Tally the lines in the material below that contain the string "tree". Give only the number.
Start of DATA PROVIDED
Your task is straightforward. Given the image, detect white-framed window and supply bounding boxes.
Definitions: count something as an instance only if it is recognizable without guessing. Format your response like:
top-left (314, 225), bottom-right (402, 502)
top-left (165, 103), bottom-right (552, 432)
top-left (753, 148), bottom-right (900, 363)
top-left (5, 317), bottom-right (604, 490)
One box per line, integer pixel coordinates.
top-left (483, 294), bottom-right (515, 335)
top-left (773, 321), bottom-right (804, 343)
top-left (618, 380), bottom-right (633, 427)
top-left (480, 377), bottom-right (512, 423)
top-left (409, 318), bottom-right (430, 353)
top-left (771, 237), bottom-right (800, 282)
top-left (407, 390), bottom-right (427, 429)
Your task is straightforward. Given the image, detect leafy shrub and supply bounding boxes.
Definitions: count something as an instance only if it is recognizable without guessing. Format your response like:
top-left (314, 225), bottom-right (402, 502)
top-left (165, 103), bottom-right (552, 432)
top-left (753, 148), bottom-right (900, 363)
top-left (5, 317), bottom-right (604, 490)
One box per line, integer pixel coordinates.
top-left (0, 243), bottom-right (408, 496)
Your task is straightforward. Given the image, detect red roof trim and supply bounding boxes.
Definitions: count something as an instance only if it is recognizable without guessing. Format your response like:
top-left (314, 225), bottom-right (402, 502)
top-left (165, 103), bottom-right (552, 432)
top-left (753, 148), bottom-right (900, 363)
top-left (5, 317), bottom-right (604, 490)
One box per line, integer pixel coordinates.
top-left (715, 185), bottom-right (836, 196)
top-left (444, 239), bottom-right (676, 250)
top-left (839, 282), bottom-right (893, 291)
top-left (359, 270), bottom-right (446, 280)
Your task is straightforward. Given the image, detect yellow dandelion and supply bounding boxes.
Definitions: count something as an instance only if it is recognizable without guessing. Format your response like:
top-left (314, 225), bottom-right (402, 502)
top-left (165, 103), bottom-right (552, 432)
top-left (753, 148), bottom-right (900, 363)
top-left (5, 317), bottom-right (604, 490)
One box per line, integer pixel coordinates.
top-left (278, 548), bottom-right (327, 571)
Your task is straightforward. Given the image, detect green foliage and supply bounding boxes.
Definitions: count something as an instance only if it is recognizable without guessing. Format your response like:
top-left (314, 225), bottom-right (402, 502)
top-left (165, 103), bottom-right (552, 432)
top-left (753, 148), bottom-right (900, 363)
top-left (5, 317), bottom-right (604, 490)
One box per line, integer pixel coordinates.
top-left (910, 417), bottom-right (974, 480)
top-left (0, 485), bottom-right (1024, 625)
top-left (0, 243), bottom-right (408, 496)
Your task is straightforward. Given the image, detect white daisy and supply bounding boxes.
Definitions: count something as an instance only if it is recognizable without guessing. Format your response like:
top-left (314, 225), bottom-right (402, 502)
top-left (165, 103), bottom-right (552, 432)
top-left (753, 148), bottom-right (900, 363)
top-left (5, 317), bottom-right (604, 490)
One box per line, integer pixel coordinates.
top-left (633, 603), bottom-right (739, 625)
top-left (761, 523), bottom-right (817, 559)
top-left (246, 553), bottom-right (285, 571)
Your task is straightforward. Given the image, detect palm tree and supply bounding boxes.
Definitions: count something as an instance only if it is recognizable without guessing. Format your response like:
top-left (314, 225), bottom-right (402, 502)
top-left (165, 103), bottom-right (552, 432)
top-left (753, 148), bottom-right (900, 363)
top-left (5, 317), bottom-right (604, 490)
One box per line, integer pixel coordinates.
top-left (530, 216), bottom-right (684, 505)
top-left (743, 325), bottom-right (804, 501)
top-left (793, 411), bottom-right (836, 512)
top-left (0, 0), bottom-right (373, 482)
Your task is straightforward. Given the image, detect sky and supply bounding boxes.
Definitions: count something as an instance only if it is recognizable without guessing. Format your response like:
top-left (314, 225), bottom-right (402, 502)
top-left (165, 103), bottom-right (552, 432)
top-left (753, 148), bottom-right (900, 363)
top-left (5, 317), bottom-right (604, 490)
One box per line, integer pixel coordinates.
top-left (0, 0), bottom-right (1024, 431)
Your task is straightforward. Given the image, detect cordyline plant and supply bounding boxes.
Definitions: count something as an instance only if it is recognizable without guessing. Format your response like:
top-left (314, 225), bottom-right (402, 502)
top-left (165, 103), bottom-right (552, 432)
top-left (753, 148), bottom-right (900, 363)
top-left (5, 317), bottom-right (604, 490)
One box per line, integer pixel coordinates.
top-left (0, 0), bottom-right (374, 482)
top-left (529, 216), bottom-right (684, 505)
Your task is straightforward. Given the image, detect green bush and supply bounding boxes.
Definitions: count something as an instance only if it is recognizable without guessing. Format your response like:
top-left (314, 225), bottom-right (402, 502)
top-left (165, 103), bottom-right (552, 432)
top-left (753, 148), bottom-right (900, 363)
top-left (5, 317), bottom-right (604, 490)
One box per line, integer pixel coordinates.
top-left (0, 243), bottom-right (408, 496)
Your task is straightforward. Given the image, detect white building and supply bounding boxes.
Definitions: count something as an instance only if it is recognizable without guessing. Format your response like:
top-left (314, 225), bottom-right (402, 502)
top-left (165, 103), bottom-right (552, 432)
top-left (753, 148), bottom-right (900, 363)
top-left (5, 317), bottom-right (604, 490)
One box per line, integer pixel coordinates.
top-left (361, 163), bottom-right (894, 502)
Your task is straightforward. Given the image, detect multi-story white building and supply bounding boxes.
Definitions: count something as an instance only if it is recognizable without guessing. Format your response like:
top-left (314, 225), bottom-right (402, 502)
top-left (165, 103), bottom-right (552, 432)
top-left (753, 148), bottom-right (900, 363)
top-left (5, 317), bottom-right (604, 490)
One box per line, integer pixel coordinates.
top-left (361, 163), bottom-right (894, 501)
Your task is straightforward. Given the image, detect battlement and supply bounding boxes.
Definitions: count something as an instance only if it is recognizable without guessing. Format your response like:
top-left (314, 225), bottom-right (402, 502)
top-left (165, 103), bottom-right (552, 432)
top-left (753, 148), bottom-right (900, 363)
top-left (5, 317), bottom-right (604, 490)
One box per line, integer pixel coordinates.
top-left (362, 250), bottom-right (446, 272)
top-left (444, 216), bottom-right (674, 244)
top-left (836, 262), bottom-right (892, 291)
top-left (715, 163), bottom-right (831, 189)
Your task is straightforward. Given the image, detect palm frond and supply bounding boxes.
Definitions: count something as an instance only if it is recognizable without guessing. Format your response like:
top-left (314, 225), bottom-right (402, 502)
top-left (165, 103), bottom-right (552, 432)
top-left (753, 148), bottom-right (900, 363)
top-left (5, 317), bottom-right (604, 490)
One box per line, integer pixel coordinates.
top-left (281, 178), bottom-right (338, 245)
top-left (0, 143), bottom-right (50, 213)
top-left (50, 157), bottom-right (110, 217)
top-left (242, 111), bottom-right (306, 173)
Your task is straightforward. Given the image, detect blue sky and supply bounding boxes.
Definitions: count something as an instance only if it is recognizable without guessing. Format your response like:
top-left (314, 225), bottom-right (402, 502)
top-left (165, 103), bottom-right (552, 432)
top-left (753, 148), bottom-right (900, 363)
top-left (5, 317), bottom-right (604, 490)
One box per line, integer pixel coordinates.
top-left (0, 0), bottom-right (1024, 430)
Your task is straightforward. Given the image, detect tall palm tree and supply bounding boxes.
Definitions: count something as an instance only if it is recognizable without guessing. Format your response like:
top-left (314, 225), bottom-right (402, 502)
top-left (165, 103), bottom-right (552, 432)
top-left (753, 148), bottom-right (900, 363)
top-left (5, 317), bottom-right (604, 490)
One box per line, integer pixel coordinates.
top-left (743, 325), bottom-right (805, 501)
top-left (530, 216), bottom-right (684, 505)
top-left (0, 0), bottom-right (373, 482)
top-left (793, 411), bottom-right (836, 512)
End of DATA PROVIDED
- **OUTPUT FOR THIS TASK**: 2